Sound as a bell: CHI patients ring out the end of cancer treatment

Children get to ring a special bell at CHI Crumlin to mark the start of their new life 
Sound as a bell: CHI patients ring out the end of cancer treatment

Gráinne Beattie, who rang the bell at Crumlin last July, having finished chemotherapy for brain tumour is pictured at home in Nenagh, Co Tipperary today. Pic: Brian Arthur

Deborah Furey will never forget the day her daughter, Maggie, got to ring the treatment bell at Children’s Health Ireland (CHI) at Crumlin. It was April 15 last year, a Thursday.

It meant Maggie, now aged four, had come to the end of cancer treatment, a journey that began in January 2019 when she was found to have a tumour covering her whole left lung — when detected, it was starting to go around her windpipe.

“She spent over 200 nights in Crumlin. She had a very bad time and there were some definite low moments. But watching her ring that bell was a glorious moment. We waited so long for her to do it,” says mum of two Deborah.

Work order 1:
List every person named in the article on the CHI Crumlin treatment bell.
Work order 2:
Print the passage of the treatment bell article starting at "It meant Maggie, now" and ending at "around her windpipe.".
The records have no connection to the article about the treatment bell.

[Images for locating objects]
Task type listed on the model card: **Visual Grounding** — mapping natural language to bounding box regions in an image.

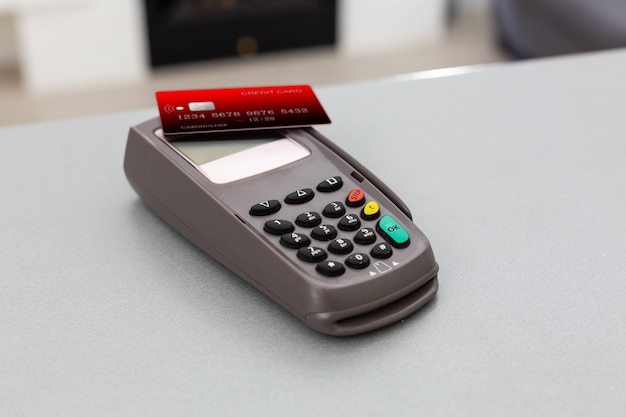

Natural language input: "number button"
[361,201,380,220]
[280,233,311,249]
[285,188,315,204]
[346,187,365,207]
[370,243,393,259]
[322,201,346,218]
[298,246,327,263]
[346,253,370,269]
[354,227,376,245]
[315,261,346,277]
[328,238,354,255]
[263,220,294,235]
[337,214,361,232]
[250,200,280,216]
[317,176,343,193]
[311,224,337,241]
[296,211,322,227]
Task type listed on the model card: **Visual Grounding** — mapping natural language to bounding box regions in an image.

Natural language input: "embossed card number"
[156,85,330,134]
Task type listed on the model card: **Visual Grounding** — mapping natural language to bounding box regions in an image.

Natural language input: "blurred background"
[0,0,626,126]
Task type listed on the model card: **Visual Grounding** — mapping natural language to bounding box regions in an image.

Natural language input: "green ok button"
[376,216,411,248]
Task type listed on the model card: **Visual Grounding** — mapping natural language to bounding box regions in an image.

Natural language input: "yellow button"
[361,201,380,220]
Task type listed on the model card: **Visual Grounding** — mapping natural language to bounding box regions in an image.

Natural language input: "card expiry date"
[156,85,330,134]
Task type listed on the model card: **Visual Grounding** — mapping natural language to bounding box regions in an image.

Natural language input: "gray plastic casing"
[124,118,438,335]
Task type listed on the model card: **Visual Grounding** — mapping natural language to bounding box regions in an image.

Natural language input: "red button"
[346,187,365,207]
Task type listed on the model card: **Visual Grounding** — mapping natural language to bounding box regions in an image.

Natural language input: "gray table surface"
[0,51,626,416]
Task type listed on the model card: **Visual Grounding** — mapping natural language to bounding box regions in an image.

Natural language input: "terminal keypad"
[249,175,410,277]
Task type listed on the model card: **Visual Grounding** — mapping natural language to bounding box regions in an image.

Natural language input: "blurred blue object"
[494,0,626,58]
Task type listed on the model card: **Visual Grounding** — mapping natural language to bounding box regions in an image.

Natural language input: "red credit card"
[156,85,330,134]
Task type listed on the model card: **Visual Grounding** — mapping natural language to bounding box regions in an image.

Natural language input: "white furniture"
[0,51,626,417]
[0,0,446,93]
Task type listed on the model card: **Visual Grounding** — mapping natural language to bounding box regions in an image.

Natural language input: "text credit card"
[156,85,330,134]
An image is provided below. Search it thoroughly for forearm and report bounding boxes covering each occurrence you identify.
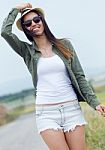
[1,8,19,38]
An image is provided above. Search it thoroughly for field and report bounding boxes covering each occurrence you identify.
[81,92,105,150]
[0,92,105,150]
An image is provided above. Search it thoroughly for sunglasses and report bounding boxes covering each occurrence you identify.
[23,16,41,27]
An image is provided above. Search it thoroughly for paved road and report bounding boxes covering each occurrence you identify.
[0,114,48,150]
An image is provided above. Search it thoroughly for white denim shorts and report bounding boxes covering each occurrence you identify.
[36,100,87,133]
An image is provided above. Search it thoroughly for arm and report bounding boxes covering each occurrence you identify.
[1,3,32,57]
[69,42,105,116]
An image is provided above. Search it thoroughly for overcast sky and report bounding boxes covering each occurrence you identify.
[0,0,105,95]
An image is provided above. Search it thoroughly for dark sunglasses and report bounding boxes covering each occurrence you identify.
[23,16,41,27]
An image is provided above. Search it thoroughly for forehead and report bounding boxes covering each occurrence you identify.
[23,12,38,21]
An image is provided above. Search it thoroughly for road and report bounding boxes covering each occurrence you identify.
[0,113,48,150]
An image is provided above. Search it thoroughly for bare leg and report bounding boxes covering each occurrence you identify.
[41,129,69,150]
[65,126,86,150]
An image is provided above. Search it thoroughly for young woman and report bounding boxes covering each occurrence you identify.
[1,3,105,150]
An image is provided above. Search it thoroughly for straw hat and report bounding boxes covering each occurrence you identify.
[16,8,44,31]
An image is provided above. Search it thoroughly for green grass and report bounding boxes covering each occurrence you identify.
[0,92,105,150]
[81,93,105,150]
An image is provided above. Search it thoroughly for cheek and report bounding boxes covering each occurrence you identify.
[26,27,30,31]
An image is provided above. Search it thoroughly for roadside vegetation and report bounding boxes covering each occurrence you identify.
[0,87,105,150]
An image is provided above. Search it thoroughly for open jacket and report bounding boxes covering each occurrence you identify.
[1,8,100,109]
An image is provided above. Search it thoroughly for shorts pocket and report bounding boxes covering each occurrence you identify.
[35,107,43,117]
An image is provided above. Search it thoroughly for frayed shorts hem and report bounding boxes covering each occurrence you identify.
[38,122,87,134]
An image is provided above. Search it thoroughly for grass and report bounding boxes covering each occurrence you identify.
[0,92,105,150]
[81,93,105,150]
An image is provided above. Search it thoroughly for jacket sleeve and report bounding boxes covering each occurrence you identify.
[69,39,100,109]
[1,8,26,57]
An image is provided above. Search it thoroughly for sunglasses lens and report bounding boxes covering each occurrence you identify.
[23,20,32,27]
[23,16,41,27]
[33,17,41,23]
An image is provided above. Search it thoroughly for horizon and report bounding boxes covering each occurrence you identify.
[0,0,105,93]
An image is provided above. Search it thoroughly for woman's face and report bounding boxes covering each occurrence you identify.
[24,12,44,37]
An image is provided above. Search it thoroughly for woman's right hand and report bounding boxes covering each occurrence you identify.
[16,3,32,12]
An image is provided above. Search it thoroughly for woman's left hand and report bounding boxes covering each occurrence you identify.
[96,104,105,117]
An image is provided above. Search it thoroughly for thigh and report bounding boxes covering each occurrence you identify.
[65,125,86,150]
[41,129,69,150]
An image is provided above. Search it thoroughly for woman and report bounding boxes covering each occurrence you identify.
[1,3,105,150]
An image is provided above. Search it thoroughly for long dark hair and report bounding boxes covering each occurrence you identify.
[21,10,72,58]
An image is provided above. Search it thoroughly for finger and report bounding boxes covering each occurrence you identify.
[27,3,32,8]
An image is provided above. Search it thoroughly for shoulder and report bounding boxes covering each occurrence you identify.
[60,38,74,51]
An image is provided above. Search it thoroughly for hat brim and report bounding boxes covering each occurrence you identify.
[16,8,44,31]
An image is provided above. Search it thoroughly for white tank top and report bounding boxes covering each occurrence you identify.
[36,55,77,104]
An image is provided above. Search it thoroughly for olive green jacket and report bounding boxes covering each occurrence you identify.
[1,8,100,109]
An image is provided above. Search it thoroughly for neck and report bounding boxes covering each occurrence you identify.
[34,35,51,49]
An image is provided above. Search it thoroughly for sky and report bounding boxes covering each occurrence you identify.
[0,0,105,95]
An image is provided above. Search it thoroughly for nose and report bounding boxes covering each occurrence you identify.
[31,20,36,26]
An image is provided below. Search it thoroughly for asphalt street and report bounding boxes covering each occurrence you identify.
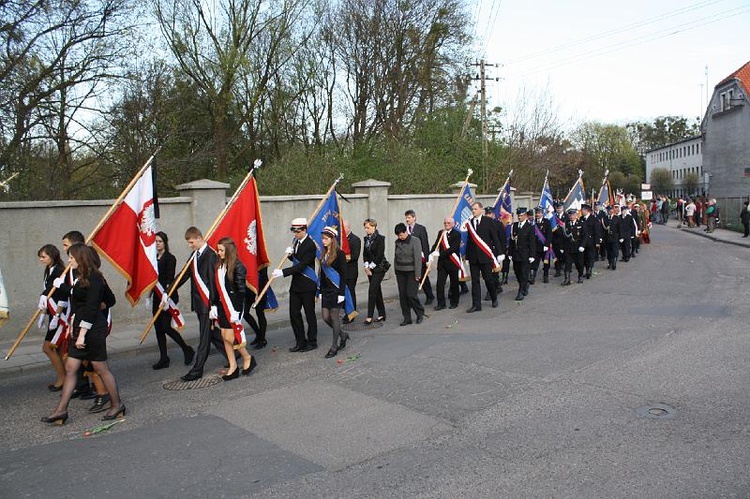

Answer 1:
Gráinne Beattie, Brian Arthur, Deborah Furey, Maggie

Answer 2:
It meant Maggie, now aged four, had come to the end of cancer treatment, a journey that began in January 2019 when she was found to have a tumour covering her whole left lung — when detected, it was starting to go around her windpipe.